| What you have to do |
Looking at the data below, count the lines that contain the string "instance". Write only the total.

| Given records |
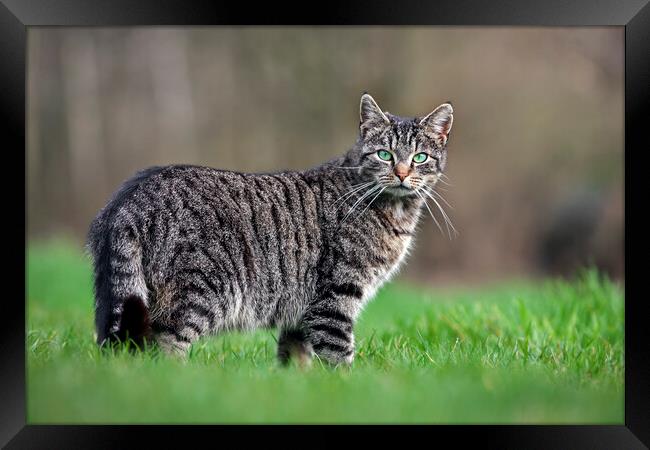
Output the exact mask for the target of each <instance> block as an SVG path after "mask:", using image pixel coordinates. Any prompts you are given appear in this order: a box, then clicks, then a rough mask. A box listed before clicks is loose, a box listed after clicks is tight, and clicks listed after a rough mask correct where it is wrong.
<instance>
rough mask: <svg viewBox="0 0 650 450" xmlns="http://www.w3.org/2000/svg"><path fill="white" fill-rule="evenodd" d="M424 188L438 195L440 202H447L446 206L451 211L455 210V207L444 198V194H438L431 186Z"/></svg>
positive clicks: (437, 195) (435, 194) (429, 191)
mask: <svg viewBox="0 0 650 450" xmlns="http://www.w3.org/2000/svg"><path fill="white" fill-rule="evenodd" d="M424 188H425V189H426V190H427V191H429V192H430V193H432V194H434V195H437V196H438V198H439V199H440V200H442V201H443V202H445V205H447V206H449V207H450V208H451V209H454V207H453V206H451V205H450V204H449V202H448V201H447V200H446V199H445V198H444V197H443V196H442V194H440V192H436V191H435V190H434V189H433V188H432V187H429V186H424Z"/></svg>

* * *

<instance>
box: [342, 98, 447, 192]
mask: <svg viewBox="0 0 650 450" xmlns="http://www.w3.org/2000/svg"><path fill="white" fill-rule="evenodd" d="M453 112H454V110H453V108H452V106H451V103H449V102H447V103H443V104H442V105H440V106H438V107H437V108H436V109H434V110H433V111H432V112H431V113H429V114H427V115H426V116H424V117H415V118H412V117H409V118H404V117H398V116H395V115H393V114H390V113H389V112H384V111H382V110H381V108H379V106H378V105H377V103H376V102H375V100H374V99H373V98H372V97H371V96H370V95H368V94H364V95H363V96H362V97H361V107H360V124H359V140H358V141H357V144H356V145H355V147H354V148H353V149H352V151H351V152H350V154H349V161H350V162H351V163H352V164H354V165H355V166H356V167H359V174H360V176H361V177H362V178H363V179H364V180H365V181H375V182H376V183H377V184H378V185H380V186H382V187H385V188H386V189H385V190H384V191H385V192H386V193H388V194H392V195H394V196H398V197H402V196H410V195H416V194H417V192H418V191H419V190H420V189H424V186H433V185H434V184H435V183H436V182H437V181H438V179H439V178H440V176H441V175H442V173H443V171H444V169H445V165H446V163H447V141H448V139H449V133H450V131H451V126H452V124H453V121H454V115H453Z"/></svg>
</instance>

| Written response |
4